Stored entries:

■ ■ ■ ■

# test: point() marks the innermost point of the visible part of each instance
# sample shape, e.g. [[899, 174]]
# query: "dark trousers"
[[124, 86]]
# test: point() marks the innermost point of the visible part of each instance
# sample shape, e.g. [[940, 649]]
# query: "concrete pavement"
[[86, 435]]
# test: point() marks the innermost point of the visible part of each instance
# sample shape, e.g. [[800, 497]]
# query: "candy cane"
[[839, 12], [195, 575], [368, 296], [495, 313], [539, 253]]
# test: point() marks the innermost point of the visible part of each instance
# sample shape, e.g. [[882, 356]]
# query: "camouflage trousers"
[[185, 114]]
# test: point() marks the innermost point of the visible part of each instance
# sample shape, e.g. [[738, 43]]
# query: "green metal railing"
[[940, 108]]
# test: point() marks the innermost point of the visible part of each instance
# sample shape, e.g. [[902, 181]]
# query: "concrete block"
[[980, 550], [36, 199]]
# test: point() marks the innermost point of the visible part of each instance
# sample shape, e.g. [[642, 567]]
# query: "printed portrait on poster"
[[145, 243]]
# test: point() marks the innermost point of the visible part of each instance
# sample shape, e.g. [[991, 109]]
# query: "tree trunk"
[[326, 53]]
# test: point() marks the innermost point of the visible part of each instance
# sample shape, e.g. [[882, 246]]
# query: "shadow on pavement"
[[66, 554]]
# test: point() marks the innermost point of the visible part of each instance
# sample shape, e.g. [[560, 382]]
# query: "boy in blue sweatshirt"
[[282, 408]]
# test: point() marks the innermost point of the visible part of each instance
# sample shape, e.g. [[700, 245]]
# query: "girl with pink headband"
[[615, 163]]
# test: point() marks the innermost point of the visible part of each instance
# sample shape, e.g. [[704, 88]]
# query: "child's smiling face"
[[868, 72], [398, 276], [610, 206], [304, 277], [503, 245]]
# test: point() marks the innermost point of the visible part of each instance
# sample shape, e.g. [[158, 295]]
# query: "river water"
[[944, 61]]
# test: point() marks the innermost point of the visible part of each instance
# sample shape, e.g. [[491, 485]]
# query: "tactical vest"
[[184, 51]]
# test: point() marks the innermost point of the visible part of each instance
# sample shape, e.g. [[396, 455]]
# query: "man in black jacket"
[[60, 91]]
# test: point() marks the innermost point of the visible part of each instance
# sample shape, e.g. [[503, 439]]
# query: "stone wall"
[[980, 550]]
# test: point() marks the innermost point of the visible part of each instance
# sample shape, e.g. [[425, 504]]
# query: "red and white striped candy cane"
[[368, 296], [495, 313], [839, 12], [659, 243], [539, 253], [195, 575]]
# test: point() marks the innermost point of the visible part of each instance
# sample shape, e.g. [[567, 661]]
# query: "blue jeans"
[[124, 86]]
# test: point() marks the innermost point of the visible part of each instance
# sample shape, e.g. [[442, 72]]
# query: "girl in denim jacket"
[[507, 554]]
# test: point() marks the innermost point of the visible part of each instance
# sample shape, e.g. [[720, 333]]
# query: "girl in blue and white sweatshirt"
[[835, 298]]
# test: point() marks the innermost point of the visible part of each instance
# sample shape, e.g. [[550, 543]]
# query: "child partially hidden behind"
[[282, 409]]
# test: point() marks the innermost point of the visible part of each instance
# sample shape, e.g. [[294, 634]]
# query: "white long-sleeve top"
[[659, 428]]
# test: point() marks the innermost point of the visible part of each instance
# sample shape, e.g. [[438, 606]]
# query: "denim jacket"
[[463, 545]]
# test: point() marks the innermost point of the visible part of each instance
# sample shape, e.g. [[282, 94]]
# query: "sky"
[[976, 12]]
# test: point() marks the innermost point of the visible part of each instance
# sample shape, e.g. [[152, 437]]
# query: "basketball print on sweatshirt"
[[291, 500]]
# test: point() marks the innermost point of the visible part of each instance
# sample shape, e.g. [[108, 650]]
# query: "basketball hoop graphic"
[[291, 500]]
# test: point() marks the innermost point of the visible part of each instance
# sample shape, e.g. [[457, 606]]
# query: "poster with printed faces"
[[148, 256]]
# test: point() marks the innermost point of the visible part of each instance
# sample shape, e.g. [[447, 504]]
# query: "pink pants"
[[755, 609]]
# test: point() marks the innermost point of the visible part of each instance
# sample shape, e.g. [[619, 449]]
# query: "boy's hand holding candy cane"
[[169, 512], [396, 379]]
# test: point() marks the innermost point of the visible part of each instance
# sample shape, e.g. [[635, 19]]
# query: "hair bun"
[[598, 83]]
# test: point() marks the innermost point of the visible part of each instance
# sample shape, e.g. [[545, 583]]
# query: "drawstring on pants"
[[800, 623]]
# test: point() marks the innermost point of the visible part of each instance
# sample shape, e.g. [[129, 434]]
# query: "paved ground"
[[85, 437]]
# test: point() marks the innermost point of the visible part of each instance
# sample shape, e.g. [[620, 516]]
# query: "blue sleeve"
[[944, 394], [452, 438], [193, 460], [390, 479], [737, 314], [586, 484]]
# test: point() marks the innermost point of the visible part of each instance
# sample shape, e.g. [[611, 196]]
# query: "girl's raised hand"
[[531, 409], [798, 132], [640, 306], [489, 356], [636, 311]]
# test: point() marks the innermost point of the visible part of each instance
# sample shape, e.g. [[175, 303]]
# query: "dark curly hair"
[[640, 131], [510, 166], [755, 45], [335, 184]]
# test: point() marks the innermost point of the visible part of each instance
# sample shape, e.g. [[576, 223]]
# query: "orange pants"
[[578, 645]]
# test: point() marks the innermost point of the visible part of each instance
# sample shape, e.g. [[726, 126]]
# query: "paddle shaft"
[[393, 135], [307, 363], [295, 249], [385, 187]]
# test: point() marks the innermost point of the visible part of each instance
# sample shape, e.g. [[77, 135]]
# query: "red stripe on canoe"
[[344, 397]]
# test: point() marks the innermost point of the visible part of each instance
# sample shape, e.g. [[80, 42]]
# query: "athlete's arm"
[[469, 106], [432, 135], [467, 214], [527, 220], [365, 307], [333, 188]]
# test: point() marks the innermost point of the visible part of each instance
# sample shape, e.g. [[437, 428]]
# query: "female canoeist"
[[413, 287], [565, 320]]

■ ■ ■ ■

> _EXERCISE AIM_: All records shown above are to be reproduced without any alteration.

> _OUTPUT BELOW_:
# test: point() marks the innermost point of the visible part of each instance
# sample shape, e.g. [[899, 174]]
# query: "dark trousers"
[[124, 86]]
# test: point() marks the innermost point of the visible part of each instance
# sample shape, e.g. [[940, 649]]
# query: "concrete pavement"
[[86, 435]]
# test: point() marks the innermost point of the visible part of each instance
# sample shape, e.g. [[800, 497]]
# query: "candy cane"
[[839, 12], [195, 575], [368, 296], [495, 313], [539, 253]]
# test: point() marks the innermost point of the visible part of each instance
# sample shape, e.g. [[882, 356]]
# query: "camouflage trousers"
[[185, 114]]
# test: point() marks the innermost point of the visible part of each instance
# sample shape, e.g. [[738, 43]]
# query: "green metal railing"
[[940, 108]]
# test: point() marks the innermost point of the visible part of each instance
# sample shape, e.g. [[902, 181]]
# query: "concrete block"
[[980, 550], [36, 199]]
# test: point() marks the innermost point of the visible part of each instance
# sample shape, e.g. [[642, 567]]
# query: "printed portrait on poster"
[[145, 243]]
# test: point() marks the innermost point of the visible part of each instance
# sample shape, e.g. [[991, 109]]
# query: "tree trunk"
[[326, 53]]
# test: point() marks the innermost point of the visible part of each instance
# sample shape, e.g. [[882, 246]]
# query: "shadow on pavement"
[[66, 554]]
# test: point() marks the innermost point of the visible part of each instance
# sample shape, e.g. [[560, 382]]
# query: "boy in blue sweatshirt"
[[282, 408]]
# test: point() marks the innermost point of the visible part of each instance
# sample shape, e.g. [[700, 245]]
# query: "girl with pink headband"
[[615, 163]]
# test: point() marks the innermost point of the visible part of each instance
# sample shape, e.g. [[704, 88]]
# query: "child's smiling face"
[[868, 72], [398, 276], [610, 206], [304, 277], [503, 245]]
# test: point() marks the innermost point of the visible part of each instance
# sample shape, e.g. [[158, 295]]
# query: "river water"
[[944, 61]]
# test: point() marks the innermost point of the visible part of each instance
# sample shape, e.g. [[491, 485]]
# query: "tactical vest"
[[184, 51]]
# test: point() marks the innermost point of the visible part of each instance
# sample shape, e.g. [[396, 455]]
# query: "man in black jacket"
[[60, 91]]
# test: point() marks the innermost point of the visible part of each instance
# sample shape, e.g. [[503, 439]]
# query: "stone wall"
[[980, 550]]
# test: point() marks the innermost point of the visible part of each instance
# sample shape, e.g. [[425, 504]]
# query: "red and white striped candy cane"
[[368, 296], [495, 313], [839, 12], [659, 243], [539, 253], [195, 575]]
# test: point() marks the innermost point of the visible part of each instance
# sample shape, e.g. [[567, 661]]
# query: "blue jeans"
[[124, 86]]
# test: point() marks the innermost point of the visible part of each instance
# sample shape, e.g. [[442, 72]]
# query: "girl in denim jacket"
[[507, 554]]
# test: point() marks the innermost point of the visible part of each instance
# sample shape, e.g. [[720, 333]]
# query: "girl in blue and white sweatshirt"
[[835, 298]]
# test: point() marks the innermost point of the visible part of each instance
# sample shape, e.g. [[550, 543]]
# query: "child partially hidden behind"
[[282, 409]]
# test: point() marks the innermost point of the visible part of each instance
# sample shape, e.g. [[294, 634]]
# query: "white long-sleeve top"
[[659, 428]]
# test: point() marks the innermost point of the visible part of each instance
# sample shape, e.g. [[438, 606]]
# query: "denim jacket"
[[463, 545]]
# test: point() marks the innermost point of the visible part of each instance
# sample shape, e.g. [[282, 94]]
# query: "sky"
[[976, 12]]
# test: point() marks the innermost point of the visible part of each instance
# sample shape, e.g. [[152, 437]]
# query: "basketball print on sweatshirt"
[[291, 500]]
# test: point() marks the innermost point of the visible part of each instance
# sample shape, e.g. [[108, 650]]
# query: "basketball hoop graphic"
[[291, 500]]
# test: point() marks the innermost point of the visible part of each instance
# sample shape, e.g. [[457, 606]]
# query: "poster with printed faces"
[[148, 256]]
# test: point() marks the innermost point of the visible part of each instance
# sample shape, e.g. [[447, 504]]
# query: "pink pants"
[[755, 609]]
# test: point() marks the innermost point of the visible part of each instance
# sample shape, e.g. [[619, 449]]
# query: "boy's hand holding candy cane"
[[169, 512], [396, 379]]
# test: point() marks the innermost point of the visible part of each instance
# sample shape, e.g. [[635, 19]]
# query: "hair bun"
[[598, 83]]
# test: point() marks the innermost point of the visible part of each instance
# sample shape, e.g. [[545, 583]]
# query: "drawstring on pants"
[[800, 623]]
# test: point() marks the innermost point of the visible part of each instance
# sample shape, e.g. [[129, 434]]
# query: "paved ground"
[[85, 437]]
# test: point() marks the innermost point of the visible part of each instance
# sample shape, e.g. [[620, 516]]
# query: "blue sleeve"
[[944, 394], [452, 438], [193, 460], [390, 479], [737, 314], [586, 484]]
# test: point() marks the innermost point of the visible part of each instance
# sample shape, e.g. [[611, 196]]
# query: "girl's raised hand"
[[531, 409], [798, 132], [640, 306], [489, 356], [636, 311]]
# test: point() marks the innermost point of the visible part of each instance
# sample shape, e.g. [[175, 303]]
# query: "dark curly hair"
[[640, 131], [510, 166], [755, 45], [335, 184]]
# test: point() marks the innermost point of the visible part of each instance
# sample shape, e.g. [[576, 223]]
# query: "orange pants"
[[578, 645]]
# test: point() marks the innermost point of the visible part of each instance
# sample shape, e.g. [[726, 126]]
# query: "paddle shaft"
[[393, 135], [307, 363], [295, 249], [385, 187]]
# test: point() marks the innermost point of the visible part of each instance
# sample shape, e.g. [[77, 135]]
# query: "red stripe on canoe"
[[344, 397]]
# test: point() marks the innermost point of the visible part of each instance
# sample shape, e.g. [[80, 42]]
# query: "athlete's arm"
[[469, 106], [432, 135], [467, 214], [527, 220], [365, 307], [333, 188]]
# test: point() marks the innermost point of the visible part of each instance
# sample shape, e.g. [[437, 428]]
# query: "female canoeist"
[[413, 287], [565, 320]]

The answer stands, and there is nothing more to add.